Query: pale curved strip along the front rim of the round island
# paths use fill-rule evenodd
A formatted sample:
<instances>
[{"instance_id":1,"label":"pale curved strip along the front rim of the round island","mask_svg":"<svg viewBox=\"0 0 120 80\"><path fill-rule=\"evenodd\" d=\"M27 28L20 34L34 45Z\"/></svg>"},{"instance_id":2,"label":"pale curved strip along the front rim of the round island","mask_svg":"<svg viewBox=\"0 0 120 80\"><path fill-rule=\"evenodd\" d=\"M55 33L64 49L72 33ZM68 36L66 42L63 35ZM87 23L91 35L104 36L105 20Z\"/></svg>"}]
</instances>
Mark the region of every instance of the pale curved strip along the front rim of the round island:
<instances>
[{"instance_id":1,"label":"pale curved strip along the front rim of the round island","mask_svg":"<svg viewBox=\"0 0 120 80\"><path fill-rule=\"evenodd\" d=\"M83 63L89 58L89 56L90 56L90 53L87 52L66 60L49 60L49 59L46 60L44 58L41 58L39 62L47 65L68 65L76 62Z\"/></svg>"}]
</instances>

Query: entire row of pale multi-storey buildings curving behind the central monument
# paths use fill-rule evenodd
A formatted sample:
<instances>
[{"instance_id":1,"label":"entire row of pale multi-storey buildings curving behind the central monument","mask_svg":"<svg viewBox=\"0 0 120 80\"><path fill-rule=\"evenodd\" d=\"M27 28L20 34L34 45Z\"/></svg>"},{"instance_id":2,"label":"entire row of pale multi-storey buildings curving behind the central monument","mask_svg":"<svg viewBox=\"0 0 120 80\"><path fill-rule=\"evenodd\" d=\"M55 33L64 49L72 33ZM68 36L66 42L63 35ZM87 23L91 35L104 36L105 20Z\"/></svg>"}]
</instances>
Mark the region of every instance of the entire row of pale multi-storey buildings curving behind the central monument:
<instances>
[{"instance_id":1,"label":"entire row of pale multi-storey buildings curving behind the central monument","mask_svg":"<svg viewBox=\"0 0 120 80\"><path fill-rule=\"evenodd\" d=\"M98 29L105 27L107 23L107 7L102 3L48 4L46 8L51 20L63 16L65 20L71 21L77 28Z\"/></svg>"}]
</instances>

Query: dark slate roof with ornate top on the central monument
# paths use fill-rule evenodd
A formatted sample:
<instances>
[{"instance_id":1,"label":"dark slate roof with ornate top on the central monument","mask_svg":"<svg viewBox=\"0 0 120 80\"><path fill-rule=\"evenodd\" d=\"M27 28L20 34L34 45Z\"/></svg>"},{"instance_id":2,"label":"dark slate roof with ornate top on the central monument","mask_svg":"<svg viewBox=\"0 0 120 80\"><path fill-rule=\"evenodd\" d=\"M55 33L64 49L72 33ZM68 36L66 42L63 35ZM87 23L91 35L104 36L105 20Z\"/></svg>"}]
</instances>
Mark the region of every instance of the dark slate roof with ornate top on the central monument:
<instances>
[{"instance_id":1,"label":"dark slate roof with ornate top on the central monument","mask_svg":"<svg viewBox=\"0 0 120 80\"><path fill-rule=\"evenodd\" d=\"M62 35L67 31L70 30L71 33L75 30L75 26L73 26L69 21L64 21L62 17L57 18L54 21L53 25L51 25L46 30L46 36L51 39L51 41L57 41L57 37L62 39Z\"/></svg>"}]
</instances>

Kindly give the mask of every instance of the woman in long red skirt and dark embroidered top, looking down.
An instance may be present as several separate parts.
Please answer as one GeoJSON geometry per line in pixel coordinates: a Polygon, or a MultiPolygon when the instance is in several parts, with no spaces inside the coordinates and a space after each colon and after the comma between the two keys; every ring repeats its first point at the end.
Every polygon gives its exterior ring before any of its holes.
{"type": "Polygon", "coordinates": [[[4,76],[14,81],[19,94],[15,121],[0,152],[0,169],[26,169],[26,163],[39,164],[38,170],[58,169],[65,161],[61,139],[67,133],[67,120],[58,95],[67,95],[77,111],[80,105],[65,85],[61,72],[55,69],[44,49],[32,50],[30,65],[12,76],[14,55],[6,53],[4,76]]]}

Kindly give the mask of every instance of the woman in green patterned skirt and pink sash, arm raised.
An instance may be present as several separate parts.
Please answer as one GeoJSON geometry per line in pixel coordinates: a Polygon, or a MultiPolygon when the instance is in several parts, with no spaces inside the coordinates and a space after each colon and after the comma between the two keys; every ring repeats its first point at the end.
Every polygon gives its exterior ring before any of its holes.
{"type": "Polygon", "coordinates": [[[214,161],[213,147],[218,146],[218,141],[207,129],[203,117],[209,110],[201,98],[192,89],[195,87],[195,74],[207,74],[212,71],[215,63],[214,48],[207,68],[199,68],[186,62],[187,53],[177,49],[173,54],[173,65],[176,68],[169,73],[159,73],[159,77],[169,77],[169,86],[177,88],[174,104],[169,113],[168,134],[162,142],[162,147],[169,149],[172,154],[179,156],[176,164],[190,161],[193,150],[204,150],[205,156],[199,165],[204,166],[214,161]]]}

_ _ _ _ _

• Problem:
All the lines above must be output exactly, with none omitted.

• Answer to this exercise:
Query: pale curved strip along the front rim of the round island
# paths use fill-rule evenodd
A formatted sample:
<instances>
[{"instance_id":1,"label":"pale curved strip along the front rim of the round island","mask_svg":"<svg viewBox=\"0 0 120 80\"><path fill-rule=\"evenodd\" d=\"M27 28L20 34L34 45Z\"/></svg>"},{"instance_id":2,"label":"pale curved strip along the front rim of the round island","mask_svg":"<svg viewBox=\"0 0 120 80\"><path fill-rule=\"evenodd\" d=\"M55 33L64 49L72 33ZM68 36L66 42L63 35ZM87 23L91 35L104 36L105 20Z\"/></svg>"}]
</instances>
Mark the region of every instance of the pale curved strip along the front rim of the round island:
<instances>
[{"instance_id":1,"label":"pale curved strip along the front rim of the round island","mask_svg":"<svg viewBox=\"0 0 120 80\"><path fill-rule=\"evenodd\" d=\"M83 63L89 58L89 56L90 56L90 53L87 52L66 60L49 60L49 59L46 60L44 58L41 58L39 62L47 65L68 65L76 62Z\"/></svg>"}]
</instances>

Query: entire row of pale multi-storey buildings curving behind the central monument
# paths use fill-rule evenodd
A formatted sample:
<instances>
[{"instance_id":1,"label":"entire row of pale multi-storey buildings curving behind the central monument","mask_svg":"<svg viewBox=\"0 0 120 80\"><path fill-rule=\"evenodd\" d=\"M27 28L20 34L34 45Z\"/></svg>"},{"instance_id":2,"label":"entire row of pale multi-storey buildings curving behind the central monument","mask_svg":"<svg viewBox=\"0 0 120 80\"><path fill-rule=\"evenodd\" d=\"M55 33L64 49L72 33ZM68 36L66 42L63 35ZM87 23L91 35L104 36L105 20Z\"/></svg>"}]
</instances>
Mark the region of every instance of the entire row of pale multi-storey buildings curving behind the central monument:
<instances>
[{"instance_id":1,"label":"entire row of pale multi-storey buildings curving behind the central monument","mask_svg":"<svg viewBox=\"0 0 120 80\"><path fill-rule=\"evenodd\" d=\"M98 29L105 27L107 23L107 7L102 3L48 4L46 8L51 20L63 16L65 20L71 21L77 28Z\"/></svg>"}]
</instances>

Query: dark slate roof with ornate top on the central monument
# paths use fill-rule evenodd
A formatted sample:
<instances>
[{"instance_id":1,"label":"dark slate roof with ornate top on the central monument","mask_svg":"<svg viewBox=\"0 0 120 80\"><path fill-rule=\"evenodd\" d=\"M27 28L20 34L34 45Z\"/></svg>"},{"instance_id":2,"label":"dark slate roof with ornate top on the central monument","mask_svg":"<svg viewBox=\"0 0 120 80\"><path fill-rule=\"evenodd\" d=\"M55 33L64 49L72 33ZM68 36L66 42L63 35ZM87 23L91 35L104 36L105 20Z\"/></svg>"}]
</instances>
Mark the region of every instance of the dark slate roof with ornate top on the central monument:
<instances>
[{"instance_id":1,"label":"dark slate roof with ornate top on the central monument","mask_svg":"<svg viewBox=\"0 0 120 80\"><path fill-rule=\"evenodd\" d=\"M62 35L67 31L70 30L71 33L75 30L75 26L73 26L69 21L64 21L62 17L57 18L54 21L53 25L51 25L46 30L46 36L51 39L51 41L57 41L57 37L62 39Z\"/></svg>"}]
</instances>

Kindly give the mask of every instance of the woman in long red skirt and dark embroidered top, looking down.
An instance may be present as several separate parts.
Please answer as one GeoJSON geometry per line in pixel coordinates: a Polygon, or a MultiPolygon when the instance is in several parts, with no spaces inside the coordinates and a space after each colon and after the comma between the two keys; every ring repeats its first point at the end.
Every polygon gives its exterior ring before any of its holes.
{"type": "Polygon", "coordinates": [[[4,76],[14,81],[19,94],[15,121],[0,152],[0,169],[26,169],[26,163],[39,164],[38,170],[58,169],[65,161],[61,139],[67,133],[67,120],[58,95],[67,95],[77,111],[80,105],[65,85],[61,72],[55,69],[44,49],[32,50],[30,65],[12,76],[14,55],[6,53],[4,76]]]}

Kindly give the mask of every instance of the woman in green patterned skirt and pink sash, arm raised.
An instance may be present as several separate parts.
Please answer as one GeoJSON geometry per line in pixel coordinates: a Polygon, or a MultiPolygon when the instance is in several parts, with no spaces inside the coordinates and a space after each colon and after the comma between the two keys; every ring repeats its first point at the end.
Every polygon gives its exterior ring before any of its holes.
{"type": "Polygon", "coordinates": [[[214,161],[213,147],[218,146],[218,141],[207,129],[203,117],[209,110],[201,98],[192,89],[195,87],[195,74],[207,74],[212,71],[215,63],[214,48],[207,68],[199,68],[186,62],[187,53],[177,49],[173,54],[173,65],[176,68],[169,73],[159,73],[159,77],[169,77],[169,86],[177,88],[174,104],[169,113],[168,134],[162,142],[162,147],[169,149],[172,154],[179,156],[176,164],[190,161],[193,150],[204,150],[205,156],[199,165],[204,166],[214,161]]]}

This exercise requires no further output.